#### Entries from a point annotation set
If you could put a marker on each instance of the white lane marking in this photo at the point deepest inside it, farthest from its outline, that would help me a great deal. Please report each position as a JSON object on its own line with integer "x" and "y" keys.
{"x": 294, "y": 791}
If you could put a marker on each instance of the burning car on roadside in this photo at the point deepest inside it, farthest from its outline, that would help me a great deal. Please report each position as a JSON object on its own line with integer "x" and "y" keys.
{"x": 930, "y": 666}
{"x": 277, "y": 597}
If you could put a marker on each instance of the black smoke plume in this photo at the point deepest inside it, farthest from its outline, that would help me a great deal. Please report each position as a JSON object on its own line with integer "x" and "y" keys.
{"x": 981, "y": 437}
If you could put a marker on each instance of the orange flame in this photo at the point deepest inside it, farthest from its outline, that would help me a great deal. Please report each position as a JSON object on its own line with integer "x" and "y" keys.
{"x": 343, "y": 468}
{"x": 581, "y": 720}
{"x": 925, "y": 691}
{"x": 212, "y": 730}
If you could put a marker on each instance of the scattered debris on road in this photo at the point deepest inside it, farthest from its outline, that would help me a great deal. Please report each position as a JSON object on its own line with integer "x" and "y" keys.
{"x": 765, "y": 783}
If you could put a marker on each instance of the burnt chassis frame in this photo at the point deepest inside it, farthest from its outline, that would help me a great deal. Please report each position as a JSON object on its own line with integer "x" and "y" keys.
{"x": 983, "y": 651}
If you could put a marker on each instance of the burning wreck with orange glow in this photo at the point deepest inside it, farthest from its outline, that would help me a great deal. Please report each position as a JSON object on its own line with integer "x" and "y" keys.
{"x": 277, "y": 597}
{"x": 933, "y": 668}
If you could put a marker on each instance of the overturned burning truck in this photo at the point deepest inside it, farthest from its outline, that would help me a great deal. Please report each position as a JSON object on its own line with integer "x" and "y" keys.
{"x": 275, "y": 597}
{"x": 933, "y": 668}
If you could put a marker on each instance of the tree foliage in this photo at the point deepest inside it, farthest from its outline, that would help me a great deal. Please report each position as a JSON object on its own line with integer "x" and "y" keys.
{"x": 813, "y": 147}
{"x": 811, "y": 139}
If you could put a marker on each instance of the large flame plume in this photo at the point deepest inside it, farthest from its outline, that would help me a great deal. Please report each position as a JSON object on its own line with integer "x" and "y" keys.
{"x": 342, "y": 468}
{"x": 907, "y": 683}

#### Your task
All lines from the line containing "of the tree" through the end of the listing above are to be duplicated exactly; include both ends and nothing further.

#### Output for this exercise
If you could put a marker on each instance of the tree foliage in this photo at the point deepest inside it, farthest from its outline, that would help me a great deal. Please report each position as a JSON object on its own line with integer "x" and "y" keys.
{"x": 813, "y": 147}
{"x": 811, "y": 139}
If you could put a marker on each instance of the large flame plume in this photo at the point deepest inside it, farthest from its outline, that would help me a great deal. Please report each position as a JSON object on its own line with integer "x" and "y" keys.
{"x": 342, "y": 468}
{"x": 907, "y": 683}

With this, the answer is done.